• [WHAT NEEDS TO BE DONE]: When you reach the line in the data below that contains "# test: mark one point on the wrist, one", please start repeating lines exactly, and stop after the line that contains "# test: mark one point on the clenched", repeating nothing else.

• [PROVIDED ENTRIES]:
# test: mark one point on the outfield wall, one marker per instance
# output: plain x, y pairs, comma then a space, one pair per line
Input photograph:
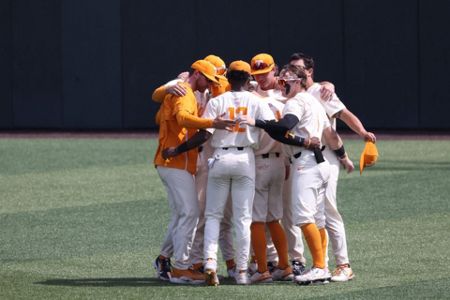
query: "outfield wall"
92, 64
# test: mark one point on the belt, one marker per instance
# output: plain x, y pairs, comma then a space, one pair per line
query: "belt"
267, 155
239, 148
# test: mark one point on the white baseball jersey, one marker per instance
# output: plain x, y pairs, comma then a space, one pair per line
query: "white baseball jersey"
274, 94
231, 105
266, 143
334, 221
331, 107
312, 118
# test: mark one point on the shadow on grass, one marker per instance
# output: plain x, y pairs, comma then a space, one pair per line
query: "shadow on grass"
115, 282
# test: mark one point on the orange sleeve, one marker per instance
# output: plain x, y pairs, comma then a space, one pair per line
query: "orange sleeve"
158, 117
159, 94
185, 111
188, 120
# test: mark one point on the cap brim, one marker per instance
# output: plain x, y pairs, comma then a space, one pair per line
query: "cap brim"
263, 71
361, 162
212, 78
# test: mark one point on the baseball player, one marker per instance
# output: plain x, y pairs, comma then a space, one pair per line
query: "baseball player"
305, 119
205, 151
334, 223
269, 182
178, 121
231, 168
265, 76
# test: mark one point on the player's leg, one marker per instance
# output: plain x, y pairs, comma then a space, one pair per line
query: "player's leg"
305, 190
242, 195
185, 206
335, 224
201, 180
217, 191
259, 216
282, 271
293, 232
226, 238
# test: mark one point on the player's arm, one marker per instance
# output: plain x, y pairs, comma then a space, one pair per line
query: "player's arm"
327, 90
186, 119
355, 124
279, 131
335, 142
158, 117
172, 87
196, 140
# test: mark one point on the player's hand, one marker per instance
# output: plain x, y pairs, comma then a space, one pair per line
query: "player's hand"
246, 120
177, 90
347, 164
287, 172
369, 136
312, 143
326, 91
183, 76
169, 152
220, 123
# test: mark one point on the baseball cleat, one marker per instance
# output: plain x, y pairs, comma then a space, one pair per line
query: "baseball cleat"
283, 275
342, 273
163, 268
188, 276
241, 278
313, 276
211, 278
298, 268
231, 272
271, 266
261, 277
252, 268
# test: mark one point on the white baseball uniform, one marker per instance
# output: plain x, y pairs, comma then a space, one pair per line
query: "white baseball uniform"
232, 167
270, 173
293, 232
309, 179
334, 222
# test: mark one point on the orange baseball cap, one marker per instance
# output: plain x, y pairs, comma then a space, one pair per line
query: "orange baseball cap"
262, 63
206, 68
369, 156
217, 62
240, 65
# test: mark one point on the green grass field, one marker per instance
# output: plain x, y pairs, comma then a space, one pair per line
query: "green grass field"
84, 218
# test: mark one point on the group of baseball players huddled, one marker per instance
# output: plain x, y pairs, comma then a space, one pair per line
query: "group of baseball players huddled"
253, 149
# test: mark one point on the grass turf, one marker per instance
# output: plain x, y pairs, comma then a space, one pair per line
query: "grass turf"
84, 218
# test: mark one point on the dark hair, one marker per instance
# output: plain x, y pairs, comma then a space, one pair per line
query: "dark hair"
298, 71
308, 60
237, 77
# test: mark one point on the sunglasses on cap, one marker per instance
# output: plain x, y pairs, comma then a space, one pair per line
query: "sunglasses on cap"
260, 65
220, 70
284, 81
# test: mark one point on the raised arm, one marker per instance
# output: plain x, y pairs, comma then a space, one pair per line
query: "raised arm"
196, 140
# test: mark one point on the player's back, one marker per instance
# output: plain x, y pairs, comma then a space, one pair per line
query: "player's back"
232, 105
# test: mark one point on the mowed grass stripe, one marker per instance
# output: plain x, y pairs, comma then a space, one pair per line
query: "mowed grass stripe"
101, 245
75, 187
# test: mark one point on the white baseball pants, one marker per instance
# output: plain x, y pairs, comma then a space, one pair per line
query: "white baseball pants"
183, 203
232, 170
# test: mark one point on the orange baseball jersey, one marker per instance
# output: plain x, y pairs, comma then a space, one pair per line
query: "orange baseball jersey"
178, 118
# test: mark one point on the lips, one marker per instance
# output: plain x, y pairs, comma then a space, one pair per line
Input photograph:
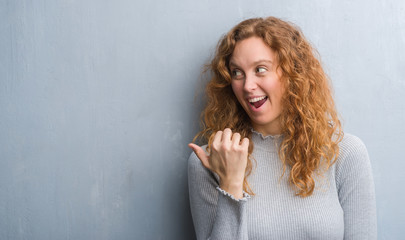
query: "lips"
258, 101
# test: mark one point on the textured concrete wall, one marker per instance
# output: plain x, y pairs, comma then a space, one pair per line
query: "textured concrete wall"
97, 106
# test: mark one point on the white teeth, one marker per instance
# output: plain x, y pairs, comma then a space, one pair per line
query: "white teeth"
257, 99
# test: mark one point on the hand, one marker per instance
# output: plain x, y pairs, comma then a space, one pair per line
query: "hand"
228, 159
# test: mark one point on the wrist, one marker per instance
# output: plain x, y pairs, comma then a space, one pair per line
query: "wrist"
233, 188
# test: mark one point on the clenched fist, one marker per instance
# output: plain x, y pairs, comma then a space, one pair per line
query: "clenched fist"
228, 159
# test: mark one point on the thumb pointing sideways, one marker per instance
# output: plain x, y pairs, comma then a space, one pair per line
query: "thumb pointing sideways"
200, 154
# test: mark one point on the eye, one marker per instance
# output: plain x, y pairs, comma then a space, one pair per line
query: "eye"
261, 70
237, 74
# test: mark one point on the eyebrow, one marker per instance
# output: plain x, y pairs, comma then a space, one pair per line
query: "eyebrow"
255, 63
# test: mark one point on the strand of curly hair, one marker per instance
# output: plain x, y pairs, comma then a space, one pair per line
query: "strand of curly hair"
310, 124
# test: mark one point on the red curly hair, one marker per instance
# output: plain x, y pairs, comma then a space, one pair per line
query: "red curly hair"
310, 125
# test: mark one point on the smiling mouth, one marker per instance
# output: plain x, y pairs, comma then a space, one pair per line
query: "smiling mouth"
258, 101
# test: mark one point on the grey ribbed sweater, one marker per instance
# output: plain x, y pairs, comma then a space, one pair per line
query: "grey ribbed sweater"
341, 207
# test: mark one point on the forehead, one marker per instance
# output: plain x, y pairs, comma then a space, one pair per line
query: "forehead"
251, 50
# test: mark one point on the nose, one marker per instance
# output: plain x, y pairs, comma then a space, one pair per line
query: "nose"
250, 83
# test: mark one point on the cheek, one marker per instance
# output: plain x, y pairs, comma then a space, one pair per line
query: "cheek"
237, 89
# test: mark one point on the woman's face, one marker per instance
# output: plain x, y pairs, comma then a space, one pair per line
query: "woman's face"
256, 84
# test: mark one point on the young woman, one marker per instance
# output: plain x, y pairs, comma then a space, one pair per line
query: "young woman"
277, 164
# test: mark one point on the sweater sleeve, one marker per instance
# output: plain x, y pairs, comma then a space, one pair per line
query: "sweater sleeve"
216, 214
356, 190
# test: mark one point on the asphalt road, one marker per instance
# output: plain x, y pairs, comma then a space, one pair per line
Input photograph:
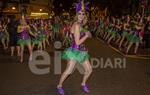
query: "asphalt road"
133, 79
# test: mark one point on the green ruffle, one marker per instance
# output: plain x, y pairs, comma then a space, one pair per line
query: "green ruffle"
76, 55
133, 38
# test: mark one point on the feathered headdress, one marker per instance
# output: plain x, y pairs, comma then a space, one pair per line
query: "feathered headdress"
81, 6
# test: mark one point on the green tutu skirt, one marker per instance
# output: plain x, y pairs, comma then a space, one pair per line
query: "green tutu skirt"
24, 42
76, 55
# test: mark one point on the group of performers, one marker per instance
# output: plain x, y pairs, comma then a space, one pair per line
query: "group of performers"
123, 31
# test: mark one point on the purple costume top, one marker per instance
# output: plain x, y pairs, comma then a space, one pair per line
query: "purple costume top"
80, 47
25, 34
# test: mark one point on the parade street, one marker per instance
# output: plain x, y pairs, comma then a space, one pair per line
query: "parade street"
131, 78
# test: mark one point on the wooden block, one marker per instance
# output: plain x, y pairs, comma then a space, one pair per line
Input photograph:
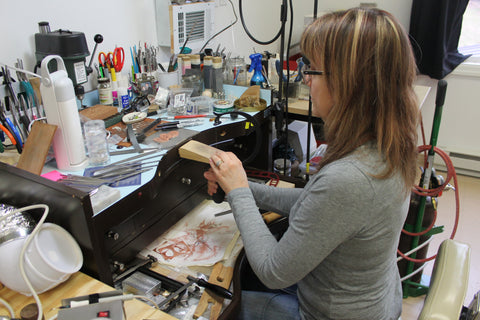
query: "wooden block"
36, 147
197, 151
221, 276
99, 112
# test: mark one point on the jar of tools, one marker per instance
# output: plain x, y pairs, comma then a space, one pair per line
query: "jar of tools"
96, 142
235, 71
105, 92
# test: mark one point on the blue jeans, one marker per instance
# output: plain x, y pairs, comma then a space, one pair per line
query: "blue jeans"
272, 305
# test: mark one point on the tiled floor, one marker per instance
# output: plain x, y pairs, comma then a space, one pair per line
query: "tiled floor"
468, 232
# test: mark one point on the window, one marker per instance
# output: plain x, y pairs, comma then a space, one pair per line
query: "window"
469, 42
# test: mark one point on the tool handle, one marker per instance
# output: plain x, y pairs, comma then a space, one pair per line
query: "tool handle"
219, 196
220, 291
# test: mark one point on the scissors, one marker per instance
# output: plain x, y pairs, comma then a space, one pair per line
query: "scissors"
118, 58
105, 59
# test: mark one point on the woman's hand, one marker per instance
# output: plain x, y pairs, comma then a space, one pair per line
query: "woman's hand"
226, 170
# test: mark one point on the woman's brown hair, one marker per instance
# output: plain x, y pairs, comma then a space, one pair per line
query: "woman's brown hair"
369, 68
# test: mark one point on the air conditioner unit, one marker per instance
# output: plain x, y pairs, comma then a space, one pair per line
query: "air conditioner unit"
464, 163
177, 22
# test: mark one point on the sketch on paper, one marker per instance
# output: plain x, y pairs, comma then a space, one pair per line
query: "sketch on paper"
199, 239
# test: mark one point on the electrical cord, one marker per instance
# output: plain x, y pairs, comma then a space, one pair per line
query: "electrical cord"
282, 18
230, 25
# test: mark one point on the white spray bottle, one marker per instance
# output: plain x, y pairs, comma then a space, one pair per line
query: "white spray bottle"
61, 110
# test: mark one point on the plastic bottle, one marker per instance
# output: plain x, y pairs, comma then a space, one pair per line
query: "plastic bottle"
207, 72
187, 64
123, 96
256, 66
61, 110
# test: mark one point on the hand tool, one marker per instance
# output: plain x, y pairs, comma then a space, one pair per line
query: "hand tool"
13, 97
142, 135
219, 214
216, 289
133, 138
118, 58
178, 125
105, 59
148, 154
17, 141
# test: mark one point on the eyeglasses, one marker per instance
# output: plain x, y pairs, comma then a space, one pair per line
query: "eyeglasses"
307, 73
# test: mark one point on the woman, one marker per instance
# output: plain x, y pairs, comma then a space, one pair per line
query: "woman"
344, 226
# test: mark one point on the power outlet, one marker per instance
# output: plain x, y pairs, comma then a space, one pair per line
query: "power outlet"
220, 3
368, 4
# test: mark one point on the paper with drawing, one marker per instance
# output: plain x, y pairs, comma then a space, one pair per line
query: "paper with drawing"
198, 239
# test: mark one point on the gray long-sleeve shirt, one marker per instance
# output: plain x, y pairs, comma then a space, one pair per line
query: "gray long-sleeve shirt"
340, 246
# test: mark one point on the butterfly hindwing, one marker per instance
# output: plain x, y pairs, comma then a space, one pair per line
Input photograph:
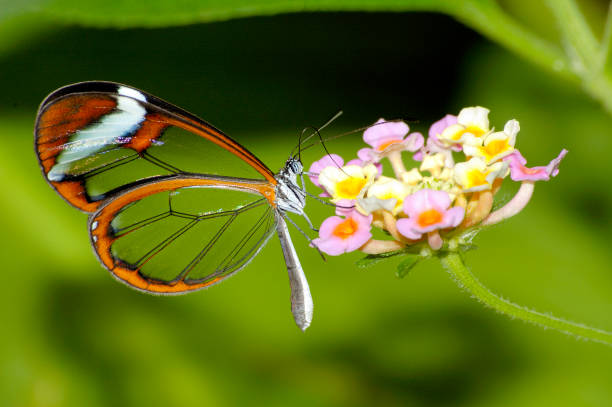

• [RESULT]:
# test: mark one point on the wrist, one marker per instance
# output: plain x, y pairs, comma then a space, one pair per line
query: "wrist"
233, 188
# test: mark one point on the clenched fist, one marker per instance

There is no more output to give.